### Material for this exercise
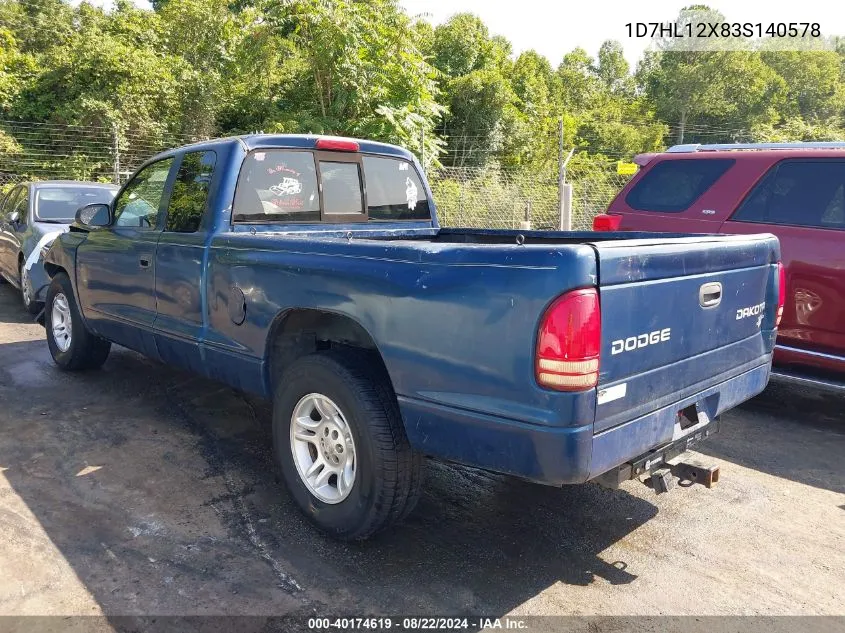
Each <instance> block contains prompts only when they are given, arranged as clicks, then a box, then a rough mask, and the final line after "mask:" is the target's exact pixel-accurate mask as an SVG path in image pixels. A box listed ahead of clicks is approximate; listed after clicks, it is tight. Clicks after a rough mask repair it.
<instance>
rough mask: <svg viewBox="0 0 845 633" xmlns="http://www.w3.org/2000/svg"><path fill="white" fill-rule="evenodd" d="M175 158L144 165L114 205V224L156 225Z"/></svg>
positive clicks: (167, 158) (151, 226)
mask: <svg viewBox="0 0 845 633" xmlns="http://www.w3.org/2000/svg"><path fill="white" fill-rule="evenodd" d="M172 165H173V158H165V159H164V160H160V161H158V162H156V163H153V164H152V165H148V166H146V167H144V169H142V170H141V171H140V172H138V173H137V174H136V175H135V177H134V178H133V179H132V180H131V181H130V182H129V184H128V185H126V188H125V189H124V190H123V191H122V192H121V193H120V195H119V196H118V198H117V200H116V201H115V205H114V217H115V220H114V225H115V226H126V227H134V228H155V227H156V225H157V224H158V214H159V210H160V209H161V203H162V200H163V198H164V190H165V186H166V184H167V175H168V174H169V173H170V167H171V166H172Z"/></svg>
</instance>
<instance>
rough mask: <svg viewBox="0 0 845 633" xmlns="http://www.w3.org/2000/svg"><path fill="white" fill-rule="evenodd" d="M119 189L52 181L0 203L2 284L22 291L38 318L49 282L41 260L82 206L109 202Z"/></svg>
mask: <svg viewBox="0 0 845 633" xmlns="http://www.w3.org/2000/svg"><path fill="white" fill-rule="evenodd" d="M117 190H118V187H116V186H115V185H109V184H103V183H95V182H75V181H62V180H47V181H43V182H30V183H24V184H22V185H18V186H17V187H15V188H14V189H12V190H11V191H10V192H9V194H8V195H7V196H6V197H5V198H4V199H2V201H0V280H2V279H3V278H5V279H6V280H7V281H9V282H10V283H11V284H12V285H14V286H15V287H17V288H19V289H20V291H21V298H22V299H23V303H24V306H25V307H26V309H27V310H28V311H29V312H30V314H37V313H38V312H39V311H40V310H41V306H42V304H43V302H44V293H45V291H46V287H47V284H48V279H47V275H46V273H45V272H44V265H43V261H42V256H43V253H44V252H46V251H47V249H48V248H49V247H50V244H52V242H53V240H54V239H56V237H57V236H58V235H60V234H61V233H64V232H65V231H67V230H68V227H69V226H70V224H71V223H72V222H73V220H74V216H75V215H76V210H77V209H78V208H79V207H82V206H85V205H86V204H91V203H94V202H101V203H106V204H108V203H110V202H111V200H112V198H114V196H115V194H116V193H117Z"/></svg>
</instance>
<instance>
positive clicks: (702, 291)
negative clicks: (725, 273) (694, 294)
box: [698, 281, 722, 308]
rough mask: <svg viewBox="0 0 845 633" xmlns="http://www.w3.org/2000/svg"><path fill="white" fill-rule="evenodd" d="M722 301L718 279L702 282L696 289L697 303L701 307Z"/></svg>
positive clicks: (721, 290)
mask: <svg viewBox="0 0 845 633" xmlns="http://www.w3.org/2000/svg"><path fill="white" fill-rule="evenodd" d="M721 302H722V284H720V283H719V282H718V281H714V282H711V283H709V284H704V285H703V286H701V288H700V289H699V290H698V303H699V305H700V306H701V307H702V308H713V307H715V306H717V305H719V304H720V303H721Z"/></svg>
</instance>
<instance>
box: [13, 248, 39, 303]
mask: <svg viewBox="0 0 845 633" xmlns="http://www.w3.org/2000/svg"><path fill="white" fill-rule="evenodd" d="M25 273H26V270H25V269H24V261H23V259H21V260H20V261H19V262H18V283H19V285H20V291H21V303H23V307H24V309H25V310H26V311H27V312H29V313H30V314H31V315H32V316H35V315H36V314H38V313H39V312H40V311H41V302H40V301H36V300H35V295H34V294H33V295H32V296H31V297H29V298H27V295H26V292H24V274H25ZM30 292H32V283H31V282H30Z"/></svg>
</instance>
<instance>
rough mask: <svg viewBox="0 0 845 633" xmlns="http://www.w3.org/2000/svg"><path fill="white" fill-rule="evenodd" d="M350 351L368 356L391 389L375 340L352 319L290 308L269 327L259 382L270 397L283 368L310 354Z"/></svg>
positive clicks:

### Task requirements
Reproduce only the lines running from the beginning of the entries above to the line holding "158L144 165L114 205V224L156", inclusive. Pictures stay out of the copy.

### Answer section
Each <instance> block contains prompts only when they are given, arranged as clicks, then a box, then a rough mask, and the final line after "mask:" is the target's exact pixel-accurate mask as an SVG path in image pixels. A box listed ahead of clicks is approximate; listed after clicks, it is tight. Clicks after a rough mask repair it.
<instance>
rough mask: <svg viewBox="0 0 845 633" xmlns="http://www.w3.org/2000/svg"><path fill="white" fill-rule="evenodd" d="M175 158L144 165L114 205V224L156 225Z"/></svg>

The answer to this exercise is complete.